Every line of the listing below needs to be reproduced exactly.

DATASET EXTRACT
:::::

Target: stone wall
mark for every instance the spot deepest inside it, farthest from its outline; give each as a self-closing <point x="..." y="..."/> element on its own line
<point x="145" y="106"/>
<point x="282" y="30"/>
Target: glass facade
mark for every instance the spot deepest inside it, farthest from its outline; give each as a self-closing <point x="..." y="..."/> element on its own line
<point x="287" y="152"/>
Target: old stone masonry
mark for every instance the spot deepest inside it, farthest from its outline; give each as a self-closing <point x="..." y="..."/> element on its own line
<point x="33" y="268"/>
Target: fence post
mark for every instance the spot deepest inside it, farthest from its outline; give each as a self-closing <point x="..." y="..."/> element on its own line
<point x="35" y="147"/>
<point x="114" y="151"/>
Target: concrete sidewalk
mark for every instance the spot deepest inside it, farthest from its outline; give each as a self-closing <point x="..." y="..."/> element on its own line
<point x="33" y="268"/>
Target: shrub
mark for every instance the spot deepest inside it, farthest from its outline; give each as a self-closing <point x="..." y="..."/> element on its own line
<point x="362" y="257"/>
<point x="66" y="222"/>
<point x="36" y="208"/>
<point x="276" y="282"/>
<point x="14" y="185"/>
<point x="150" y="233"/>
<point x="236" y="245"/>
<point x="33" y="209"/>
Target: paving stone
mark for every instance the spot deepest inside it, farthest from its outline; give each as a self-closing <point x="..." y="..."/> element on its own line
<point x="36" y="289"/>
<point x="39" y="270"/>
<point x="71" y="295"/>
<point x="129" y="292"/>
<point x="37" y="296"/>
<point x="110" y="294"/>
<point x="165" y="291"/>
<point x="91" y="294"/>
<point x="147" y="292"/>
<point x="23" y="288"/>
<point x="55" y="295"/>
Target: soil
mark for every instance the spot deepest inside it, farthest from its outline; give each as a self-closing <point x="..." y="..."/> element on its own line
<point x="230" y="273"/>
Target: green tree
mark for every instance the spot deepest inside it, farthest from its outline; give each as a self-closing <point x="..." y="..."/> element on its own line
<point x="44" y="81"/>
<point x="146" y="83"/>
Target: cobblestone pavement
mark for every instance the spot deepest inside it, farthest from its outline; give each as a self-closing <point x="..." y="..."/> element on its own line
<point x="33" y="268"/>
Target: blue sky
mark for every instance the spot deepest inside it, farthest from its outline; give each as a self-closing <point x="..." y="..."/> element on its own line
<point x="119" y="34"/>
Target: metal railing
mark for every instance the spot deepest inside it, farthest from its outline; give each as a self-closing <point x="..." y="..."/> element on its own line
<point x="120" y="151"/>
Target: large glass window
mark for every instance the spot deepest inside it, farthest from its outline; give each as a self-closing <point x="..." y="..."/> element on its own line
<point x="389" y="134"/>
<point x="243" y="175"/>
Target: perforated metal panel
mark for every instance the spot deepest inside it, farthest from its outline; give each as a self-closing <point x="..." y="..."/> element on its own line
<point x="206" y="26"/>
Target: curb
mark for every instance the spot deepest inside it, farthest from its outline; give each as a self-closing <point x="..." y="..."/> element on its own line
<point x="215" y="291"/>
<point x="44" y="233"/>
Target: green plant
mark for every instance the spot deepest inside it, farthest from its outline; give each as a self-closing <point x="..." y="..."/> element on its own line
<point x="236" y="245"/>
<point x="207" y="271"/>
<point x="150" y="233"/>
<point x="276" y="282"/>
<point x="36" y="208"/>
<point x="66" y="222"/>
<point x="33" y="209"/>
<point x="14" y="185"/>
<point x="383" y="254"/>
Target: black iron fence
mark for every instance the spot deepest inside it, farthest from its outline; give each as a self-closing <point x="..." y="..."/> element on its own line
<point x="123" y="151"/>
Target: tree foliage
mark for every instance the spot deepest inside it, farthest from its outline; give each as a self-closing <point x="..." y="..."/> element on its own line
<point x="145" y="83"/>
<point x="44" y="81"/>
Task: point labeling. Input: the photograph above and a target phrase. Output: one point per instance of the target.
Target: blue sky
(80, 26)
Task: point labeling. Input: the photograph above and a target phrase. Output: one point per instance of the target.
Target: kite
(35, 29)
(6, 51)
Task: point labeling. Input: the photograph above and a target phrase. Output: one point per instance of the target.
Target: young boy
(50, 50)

:::::

ANSWER SPACE
Target: stone wall
mark for every instance the spot deepest inside it, farthest from its outline; give each as a self-closing <point x="..." y="..."/> element on its own line
<point x="145" y="106"/>
<point x="282" y="30"/>
Target: glass facade
mark for every instance the spot deepest inside it, farthest from its outline; give each as a self-closing <point x="..." y="..."/> element on its own line
<point x="287" y="152"/>
Target: old stone masonry
mark for every instance the spot deepest inside it, farthest from its outline; give each as a self-closing <point x="..." y="..."/> element on its own line
<point x="33" y="268"/>
Target: fence post
mark for every instance the spot deepest inside it, farthest from its outline; give each as a self-closing <point x="..." y="..."/> element on its own line
<point x="35" y="147"/>
<point x="114" y="151"/>
Target: concrete sidewalk
mark for every instance the spot deepest inside it, farthest from its outline; give each as a self-closing <point x="..." y="..."/> element on its own line
<point x="33" y="268"/>
Target: shrub
mark for every instance the spot deepest inside it, farthest from its outline; give each as a self-closing <point x="..." y="..."/> element on its own line
<point x="362" y="257"/>
<point x="66" y="222"/>
<point x="36" y="208"/>
<point x="276" y="282"/>
<point x="14" y="185"/>
<point x="150" y="233"/>
<point x="236" y="245"/>
<point x="33" y="209"/>
Target: paving stone
mark for every instance the spot deepest inside it, farthest from its outline; give each as a self-closing <point x="..." y="..."/> element on its own line
<point x="36" y="289"/>
<point x="39" y="270"/>
<point x="71" y="295"/>
<point x="129" y="292"/>
<point x="37" y="296"/>
<point x="110" y="294"/>
<point x="165" y="291"/>
<point x="91" y="294"/>
<point x="147" y="292"/>
<point x="23" y="288"/>
<point x="55" y="295"/>
Target: soil
mark for every instance the spot deepest inside it, farthest from its outline; give each as a self-closing <point x="..." y="..."/> element on its own line
<point x="230" y="273"/>
Target: green tree
mark for every instance the spot deepest inside it, farthest from its outline; give each as a self-closing <point x="..." y="..."/> element on its own line
<point x="44" y="81"/>
<point x="146" y="83"/>
Target: cobblestone pavement
mark for every instance the spot deepest inside it, farthest from its outline; give each as a self-closing <point x="..." y="..."/> element on its own line
<point x="33" y="268"/>
Target: blue sky
mark for every instance the spot deepest inside it, farthest from its outline; give each as a self-closing <point x="..." y="..."/> element on its own line
<point x="119" y="34"/>
Target: metal railing
mark for every instance the spot deepest inside it, farthest from its outline; give each as a self-closing <point x="..." y="..."/> element on its own line
<point x="120" y="151"/>
Target: large glass window
mark for every instance the spot deepest inside it, farthest from its outline; give each as a self-closing <point x="..." y="..."/> element on its own line
<point x="389" y="134"/>
<point x="243" y="175"/>
Target: perforated metal panel
mark for every instance the spot deepest inside it, farthest from its outline; give each as a self-closing <point x="..." y="..."/> element on its own line
<point x="206" y="26"/>
Target: curb
mark for every instance the spot deepest inside it, farthest from its outline; give each as a self-closing <point x="..." y="..."/> element on its own line
<point x="215" y="291"/>
<point x="44" y="233"/>
Target: green plant
mark for every instance the spot deepest inside it, farthest from its outline; give each as a self-closing <point x="..." y="..."/> element on its own line
<point x="236" y="245"/>
<point x="207" y="271"/>
<point x="150" y="233"/>
<point x="276" y="282"/>
<point x="36" y="208"/>
<point x="66" y="222"/>
<point x="33" y="209"/>
<point x="14" y="185"/>
<point x="383" y="254"/>
Target: black iron fence
mark for every instance the spot deepest inside it, farthest from its outline; give each as a self-closing <point x="..." y="..."/> element on its own line
<point x="123" y="151"/>
Target: tree foliage
mark for every instance the spot deepest inside it, farthest from its outline; give each as a self-closing <point x="..." y="..."/> element on its own line
<point x="145" y="83"/>
<point x="44" y="81"/>
Task: point labeling. Input: the photograph above and a target phrase. Output: one point per instance of the target.
Target: blue sky
(80, 26)
Task: point labeling. Input: the photograph above and a target phrase. Output: one point per instance of the target.
Target: kite
(35, 29)
(6, 51)
Task: point labeling. Input: the photograph above and a target phrase. Output: one point per instance of the target.
Target: young boy
(50, 50)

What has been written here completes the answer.